• [指示文 a] 以下の行のうち、文字列「sleeve」を含む行の数を数え、その数だけを答えてください。大文字と小文字は区別する。
---------- 抜粋文 ----------
ポートフォリオは、運用する目的によって基本的特色は変わります。

例えば生命保険会社は、保険者からもらう保険料を元手に運用するため、守りの運用を長期的な観点でポートフォリオを運用していきます。

他方でリスクを取ることが許されている場合には、株式や債券などを攻めの運用でポートフォリオを運用していくことになります。



期待収益率

  • 期待できる収益率は、むしろ、投資家が自発的に投資のためにどれだけの知的努力を注げるかにかかっているはずだ。
  • 元本の安全を第一に考え、煩わしい努力を嫌う受動的な投資家は、最低限の利益しか得られない。
  • 最大限の利益を得られる可能性があるのは、最大限の知性と技術を駆使する用心深い積極的な投資家なのである。
  • 利回り4.5%の月並みの債券を購入する場合よりも、大きな利益を上げる可能性のある『割安銘柄』を買う方が、かえって真のリスクは低いものである。

一般的にリスクとリターンは比例関係にあり、期待されるリターンはその人がどれだけリスクを取る覚悟があるかに比例するものと考えられています。


しかしグレアムの認識は違います。

期待収益率は、むしろ投資家がどれだけの知識や労力をかけられるかにかかっていると説いています。
---------- 提供資料 ----------
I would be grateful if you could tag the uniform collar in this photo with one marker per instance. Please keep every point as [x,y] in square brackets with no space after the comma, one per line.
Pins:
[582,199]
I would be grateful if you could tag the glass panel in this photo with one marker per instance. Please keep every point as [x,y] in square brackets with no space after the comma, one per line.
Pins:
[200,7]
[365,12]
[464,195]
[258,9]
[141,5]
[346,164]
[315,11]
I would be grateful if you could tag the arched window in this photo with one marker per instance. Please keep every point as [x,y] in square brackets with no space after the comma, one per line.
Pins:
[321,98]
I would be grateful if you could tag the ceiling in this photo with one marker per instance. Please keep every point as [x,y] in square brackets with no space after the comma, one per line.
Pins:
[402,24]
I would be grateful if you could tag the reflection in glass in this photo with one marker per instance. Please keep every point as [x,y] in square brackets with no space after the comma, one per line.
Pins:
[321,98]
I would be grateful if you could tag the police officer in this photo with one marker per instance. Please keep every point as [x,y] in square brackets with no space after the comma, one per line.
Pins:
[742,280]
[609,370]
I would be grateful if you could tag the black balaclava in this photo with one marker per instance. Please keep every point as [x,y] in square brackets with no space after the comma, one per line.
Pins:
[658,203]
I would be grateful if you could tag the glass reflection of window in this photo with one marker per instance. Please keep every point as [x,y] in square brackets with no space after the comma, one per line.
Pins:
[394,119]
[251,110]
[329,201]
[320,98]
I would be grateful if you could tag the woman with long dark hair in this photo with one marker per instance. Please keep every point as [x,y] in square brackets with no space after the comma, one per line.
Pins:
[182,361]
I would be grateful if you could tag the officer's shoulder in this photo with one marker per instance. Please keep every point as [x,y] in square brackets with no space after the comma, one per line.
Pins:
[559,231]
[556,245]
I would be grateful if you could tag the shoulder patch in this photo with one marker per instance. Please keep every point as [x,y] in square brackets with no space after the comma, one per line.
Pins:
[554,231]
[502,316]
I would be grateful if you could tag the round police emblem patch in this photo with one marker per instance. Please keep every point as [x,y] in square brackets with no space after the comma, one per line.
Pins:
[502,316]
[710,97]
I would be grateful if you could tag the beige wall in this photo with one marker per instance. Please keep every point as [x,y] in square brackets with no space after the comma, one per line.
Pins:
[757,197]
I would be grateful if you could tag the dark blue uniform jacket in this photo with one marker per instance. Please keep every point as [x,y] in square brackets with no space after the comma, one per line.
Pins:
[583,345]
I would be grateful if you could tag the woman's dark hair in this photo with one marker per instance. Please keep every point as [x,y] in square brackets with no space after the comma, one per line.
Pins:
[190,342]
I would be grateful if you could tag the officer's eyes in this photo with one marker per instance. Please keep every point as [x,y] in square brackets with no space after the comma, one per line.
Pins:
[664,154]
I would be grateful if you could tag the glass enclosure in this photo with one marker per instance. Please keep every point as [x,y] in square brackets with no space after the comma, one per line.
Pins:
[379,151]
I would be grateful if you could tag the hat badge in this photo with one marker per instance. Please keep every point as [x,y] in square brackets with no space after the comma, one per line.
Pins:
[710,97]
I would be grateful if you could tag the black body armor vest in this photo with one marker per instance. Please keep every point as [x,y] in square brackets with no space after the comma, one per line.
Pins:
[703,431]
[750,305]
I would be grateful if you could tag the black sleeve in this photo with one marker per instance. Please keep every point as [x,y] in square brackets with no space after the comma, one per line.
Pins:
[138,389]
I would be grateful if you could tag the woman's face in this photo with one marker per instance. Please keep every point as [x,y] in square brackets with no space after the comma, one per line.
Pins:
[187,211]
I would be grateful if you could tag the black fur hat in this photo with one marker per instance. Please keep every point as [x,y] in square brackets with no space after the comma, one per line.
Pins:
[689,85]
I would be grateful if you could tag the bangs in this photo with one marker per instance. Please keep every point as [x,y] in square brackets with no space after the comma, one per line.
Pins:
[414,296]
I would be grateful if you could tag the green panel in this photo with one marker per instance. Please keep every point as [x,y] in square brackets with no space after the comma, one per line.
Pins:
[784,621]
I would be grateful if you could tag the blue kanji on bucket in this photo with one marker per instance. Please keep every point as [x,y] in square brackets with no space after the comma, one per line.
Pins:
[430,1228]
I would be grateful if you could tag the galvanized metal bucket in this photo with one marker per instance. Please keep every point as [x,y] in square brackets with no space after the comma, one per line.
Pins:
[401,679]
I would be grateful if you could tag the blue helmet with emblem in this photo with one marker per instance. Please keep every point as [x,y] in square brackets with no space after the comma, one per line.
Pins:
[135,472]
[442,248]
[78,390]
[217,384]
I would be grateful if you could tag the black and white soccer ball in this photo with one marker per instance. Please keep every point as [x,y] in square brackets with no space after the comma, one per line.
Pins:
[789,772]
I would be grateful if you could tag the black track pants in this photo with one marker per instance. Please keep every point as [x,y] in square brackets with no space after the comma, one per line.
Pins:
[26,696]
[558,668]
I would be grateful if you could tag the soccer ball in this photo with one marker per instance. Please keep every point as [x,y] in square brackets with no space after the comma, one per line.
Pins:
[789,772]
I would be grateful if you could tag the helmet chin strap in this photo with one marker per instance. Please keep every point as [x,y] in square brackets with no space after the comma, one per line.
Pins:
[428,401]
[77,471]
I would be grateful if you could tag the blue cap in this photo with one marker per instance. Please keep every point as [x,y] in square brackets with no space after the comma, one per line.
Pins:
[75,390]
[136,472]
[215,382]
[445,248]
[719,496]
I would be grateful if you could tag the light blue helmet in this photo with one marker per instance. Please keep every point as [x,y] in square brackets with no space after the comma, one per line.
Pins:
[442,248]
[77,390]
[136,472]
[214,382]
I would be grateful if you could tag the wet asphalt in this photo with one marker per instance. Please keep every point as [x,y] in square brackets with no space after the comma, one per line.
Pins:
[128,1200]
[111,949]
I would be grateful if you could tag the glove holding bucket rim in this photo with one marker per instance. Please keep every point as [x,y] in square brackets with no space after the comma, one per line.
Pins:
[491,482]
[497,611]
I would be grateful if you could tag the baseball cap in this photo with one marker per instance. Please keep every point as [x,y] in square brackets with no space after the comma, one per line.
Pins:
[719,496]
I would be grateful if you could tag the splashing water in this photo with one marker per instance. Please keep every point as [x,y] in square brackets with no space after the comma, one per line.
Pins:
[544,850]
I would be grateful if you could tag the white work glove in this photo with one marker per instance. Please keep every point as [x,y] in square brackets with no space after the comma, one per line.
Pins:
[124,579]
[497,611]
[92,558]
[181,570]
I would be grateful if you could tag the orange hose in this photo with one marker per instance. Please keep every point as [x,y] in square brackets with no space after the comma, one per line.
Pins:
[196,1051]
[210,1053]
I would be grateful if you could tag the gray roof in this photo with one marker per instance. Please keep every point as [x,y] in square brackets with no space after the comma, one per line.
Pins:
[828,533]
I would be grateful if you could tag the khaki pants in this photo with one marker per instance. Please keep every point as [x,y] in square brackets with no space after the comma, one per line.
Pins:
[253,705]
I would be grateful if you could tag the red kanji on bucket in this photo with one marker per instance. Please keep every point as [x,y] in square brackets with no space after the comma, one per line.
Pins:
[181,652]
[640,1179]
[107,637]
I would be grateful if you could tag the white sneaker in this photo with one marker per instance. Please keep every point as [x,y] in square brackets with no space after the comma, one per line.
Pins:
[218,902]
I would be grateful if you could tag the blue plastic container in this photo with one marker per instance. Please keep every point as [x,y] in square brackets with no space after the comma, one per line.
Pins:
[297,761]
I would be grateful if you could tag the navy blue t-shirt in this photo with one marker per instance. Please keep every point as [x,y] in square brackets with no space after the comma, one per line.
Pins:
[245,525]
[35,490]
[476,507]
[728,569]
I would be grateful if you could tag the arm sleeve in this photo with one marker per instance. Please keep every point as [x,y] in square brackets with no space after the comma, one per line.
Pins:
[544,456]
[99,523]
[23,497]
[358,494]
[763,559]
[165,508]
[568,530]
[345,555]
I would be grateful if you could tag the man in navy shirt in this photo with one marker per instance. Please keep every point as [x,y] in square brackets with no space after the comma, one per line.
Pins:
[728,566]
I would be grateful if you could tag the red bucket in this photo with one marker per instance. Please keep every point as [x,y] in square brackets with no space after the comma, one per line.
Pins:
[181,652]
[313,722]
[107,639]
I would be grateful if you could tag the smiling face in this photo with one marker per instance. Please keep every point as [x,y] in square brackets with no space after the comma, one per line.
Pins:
----------
• [指示文 b] 上の抜粋文から、「例えば生命保険会社は、保険者」を含む語句で始め「げるかにかかっているはずだ。」の後で終わる部分を、一字も変えずに返すこと。

• [実行結果 a] 2

• [実行結果 b]
例えば生命保険会社は、保険者からもらう保険料を元手に運用するため、守りの運用を長期的な観点でポートフォリオを運用していきます。

他方でリスクを取ることが許されている場合には、株式や債券などを攻めの運用でポートフォリオを運用していくことになります。



期待収益率

  • 期待できる収益率は、むしろ、投資家が自発的に投資のためにどれだけの知的努力を注げるかにかかっているはずだ。